• Assignment:
Gather all lines from the material that contain the word "find".

● ● ● ●

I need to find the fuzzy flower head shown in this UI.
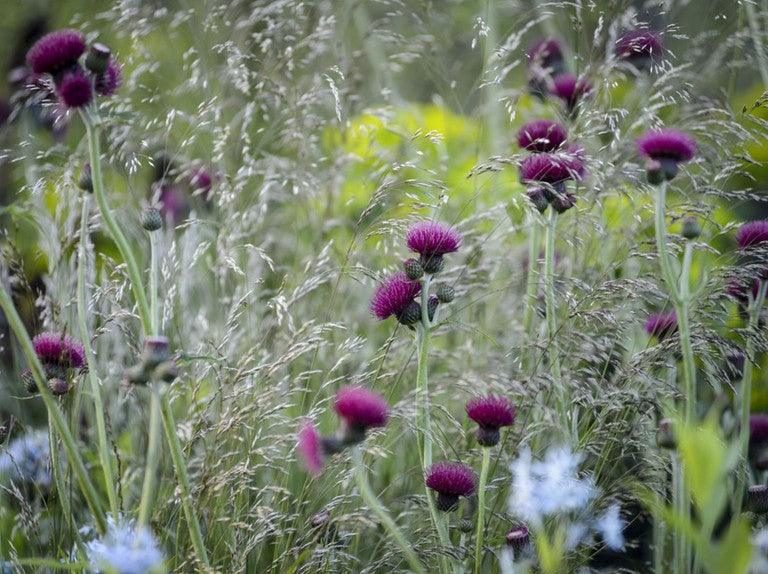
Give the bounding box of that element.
[425,461,477,511]
[517,120,567,153]
[85,518,166,574]
[0,430,51,487]
[736,221,768,249]
[637,129,696,181]
[369,272,421,320]
[519,153,585,187]
[190,166,213,198]
[297,421,325,475]
[551,74,591,111]
[466,395,516,446]
[32,332,86,369]
[57,68,93,109]
[750,414,768,447]
[615,29,663,69]
[406,221,461,258]
[95,57,122,97]
[526,38,564,72]
[26,29,86,76]
[508,446,596,527]
[334,386,389,437]
[645,311,677,340]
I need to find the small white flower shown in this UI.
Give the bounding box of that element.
[85,518,166,574]
[595,504,625,550]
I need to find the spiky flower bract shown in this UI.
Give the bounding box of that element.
[297,421,325,475]
[615,29,663,68]
[334,386,389,432]
[551,73,591,110]
[26,29,86,75]
[645,311,677,340]
[636,129,697,163]
[466,395,516,446]
[0,430,51,487]
[57,68,93,108]
[736,221,768,249]
[517,120,567,153]
[95,57,122,96]
[425,461,477,511]
[85,518,166,574]
[405,221,461,257]
[32,331,86,369]
[369,271,421,320]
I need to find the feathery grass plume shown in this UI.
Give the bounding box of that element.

● ● ● ●

• Expected output:
I need to find the fuzzy flower head shown in this UI.
I need to find the small white flower shown in this UI.
I need to find the spiky flower bract shown in this UI.
I need to find the feathery grass plume shown in this UI.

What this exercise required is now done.